• [Text segment]:
----------
Re: Is fabric metro cluster require all 4 mailbox disks to load ONTAP?

AEKAKIRA2 · ‎2013-05-24

Is fabric metro cluster require all 4 mailbox disks to load ONTAP?

Will only local aggr mailbox disks (2) sufficient for a single node?

Is ISL link mandatory for a fabric metro cluster?

In case of force takeover mode, shutdown, startup of surviving node possible without any issues?

thomas_glodde · ‎2013-05-24

Is fabric metro cluster require all 4 mailbox disks to load ONTAP?

no

Will only local aggr mailbox disks (2) sufficient for a single node?

yes

Is ISL link mandatory for a fabric metro cluster?

no

In case of force takeover mode, shutdown, startup of surviving node possible without any issues?

yes

btw, you can always kill/reset mailbox with mailbox destroy local/partner in maintenance mode.

AEKAKIRA2 · ‎2013-05-24

Hello Thomas

Thanks for response, could you direct me to a link or document in support of above if any?

You mean ISL link is not mandatory (in absence of active connection) while booting a node.
----------
• [Dataset rows]:

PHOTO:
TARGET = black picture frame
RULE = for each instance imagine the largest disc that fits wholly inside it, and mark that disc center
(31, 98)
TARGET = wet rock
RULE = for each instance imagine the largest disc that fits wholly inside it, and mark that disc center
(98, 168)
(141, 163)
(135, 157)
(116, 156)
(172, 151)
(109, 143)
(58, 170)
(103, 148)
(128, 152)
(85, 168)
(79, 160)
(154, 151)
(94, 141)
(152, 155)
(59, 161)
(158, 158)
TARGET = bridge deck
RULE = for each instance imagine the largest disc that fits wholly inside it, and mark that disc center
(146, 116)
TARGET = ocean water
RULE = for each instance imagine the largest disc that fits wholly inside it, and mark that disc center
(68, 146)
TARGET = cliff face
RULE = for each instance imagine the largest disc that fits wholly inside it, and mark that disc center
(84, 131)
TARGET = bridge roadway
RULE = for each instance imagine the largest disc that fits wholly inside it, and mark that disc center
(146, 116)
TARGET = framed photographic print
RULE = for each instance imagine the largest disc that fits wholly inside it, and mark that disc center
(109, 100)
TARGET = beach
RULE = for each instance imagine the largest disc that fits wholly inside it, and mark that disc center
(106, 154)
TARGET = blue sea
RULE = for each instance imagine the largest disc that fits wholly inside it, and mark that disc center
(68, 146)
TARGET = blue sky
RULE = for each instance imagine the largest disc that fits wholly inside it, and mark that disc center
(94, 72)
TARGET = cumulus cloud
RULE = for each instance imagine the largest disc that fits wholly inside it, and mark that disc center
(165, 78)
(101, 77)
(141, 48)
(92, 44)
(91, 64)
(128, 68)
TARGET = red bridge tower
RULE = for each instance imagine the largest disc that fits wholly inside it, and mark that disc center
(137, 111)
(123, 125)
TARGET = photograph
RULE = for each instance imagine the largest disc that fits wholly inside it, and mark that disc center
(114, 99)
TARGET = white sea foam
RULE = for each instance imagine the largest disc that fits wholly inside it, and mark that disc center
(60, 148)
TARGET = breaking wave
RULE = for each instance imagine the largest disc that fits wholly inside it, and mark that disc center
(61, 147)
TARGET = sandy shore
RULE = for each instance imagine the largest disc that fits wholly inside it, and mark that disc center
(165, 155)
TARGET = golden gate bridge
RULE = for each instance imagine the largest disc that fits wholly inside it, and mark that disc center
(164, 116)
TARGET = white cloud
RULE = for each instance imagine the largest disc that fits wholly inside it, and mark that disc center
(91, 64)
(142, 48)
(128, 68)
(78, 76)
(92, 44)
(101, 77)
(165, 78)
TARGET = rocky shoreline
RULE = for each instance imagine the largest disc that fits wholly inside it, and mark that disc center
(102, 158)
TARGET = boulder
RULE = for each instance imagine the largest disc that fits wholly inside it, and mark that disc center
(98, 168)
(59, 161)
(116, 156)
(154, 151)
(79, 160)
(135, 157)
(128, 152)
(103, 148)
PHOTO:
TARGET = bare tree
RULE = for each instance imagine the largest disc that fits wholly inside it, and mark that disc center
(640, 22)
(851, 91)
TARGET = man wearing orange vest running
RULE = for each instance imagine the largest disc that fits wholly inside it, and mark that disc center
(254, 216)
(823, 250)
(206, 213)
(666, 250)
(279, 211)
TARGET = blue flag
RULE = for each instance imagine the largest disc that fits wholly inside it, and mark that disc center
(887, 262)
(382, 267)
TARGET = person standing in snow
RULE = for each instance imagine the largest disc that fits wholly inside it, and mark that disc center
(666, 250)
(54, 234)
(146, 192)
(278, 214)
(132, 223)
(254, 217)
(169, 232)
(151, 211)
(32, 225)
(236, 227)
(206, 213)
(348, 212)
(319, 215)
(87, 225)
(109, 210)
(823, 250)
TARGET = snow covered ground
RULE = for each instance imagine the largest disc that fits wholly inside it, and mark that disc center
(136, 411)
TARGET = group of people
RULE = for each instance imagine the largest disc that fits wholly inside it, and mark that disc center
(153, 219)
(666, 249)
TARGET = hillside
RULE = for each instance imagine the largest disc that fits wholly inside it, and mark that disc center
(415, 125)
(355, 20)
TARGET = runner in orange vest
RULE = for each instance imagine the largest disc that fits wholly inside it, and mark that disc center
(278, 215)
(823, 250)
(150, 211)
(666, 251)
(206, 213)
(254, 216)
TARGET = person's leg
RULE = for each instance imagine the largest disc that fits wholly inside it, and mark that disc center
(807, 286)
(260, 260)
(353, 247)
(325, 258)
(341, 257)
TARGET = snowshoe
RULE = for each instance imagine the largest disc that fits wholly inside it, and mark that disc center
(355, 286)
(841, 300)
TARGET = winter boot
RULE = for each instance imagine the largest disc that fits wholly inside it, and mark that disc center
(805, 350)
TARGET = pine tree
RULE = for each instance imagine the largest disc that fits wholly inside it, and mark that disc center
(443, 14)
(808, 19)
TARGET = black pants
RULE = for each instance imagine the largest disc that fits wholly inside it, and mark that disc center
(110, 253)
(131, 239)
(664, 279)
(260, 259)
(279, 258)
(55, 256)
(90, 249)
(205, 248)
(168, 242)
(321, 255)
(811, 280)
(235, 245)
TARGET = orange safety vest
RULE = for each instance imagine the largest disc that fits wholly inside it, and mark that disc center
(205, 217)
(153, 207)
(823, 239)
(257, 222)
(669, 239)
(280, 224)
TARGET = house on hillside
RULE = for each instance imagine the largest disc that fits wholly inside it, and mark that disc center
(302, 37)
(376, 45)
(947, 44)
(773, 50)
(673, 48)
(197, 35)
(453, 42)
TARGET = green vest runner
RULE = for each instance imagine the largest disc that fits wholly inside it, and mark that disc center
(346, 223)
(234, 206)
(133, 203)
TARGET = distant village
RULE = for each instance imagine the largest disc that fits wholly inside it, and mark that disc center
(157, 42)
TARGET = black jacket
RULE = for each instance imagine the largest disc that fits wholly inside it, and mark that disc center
----------
• [Given instruction]:
Answer these questions about the forum thread on fabric MetroCluster mailbox disks, one per line:
1. What did thomas_glodde reply to whether an ISL link is mandatory for a fabric metro cluster?
2. In which mode can the mailbox be killed or reset with "mailbox destroy local/partner"?
3. What did AEKAKIRA2 ask Thomas for in the follow-up post?

• [Complete response]:
1. No.
2. Maintenance mode.
3. A link or document supporting the answers.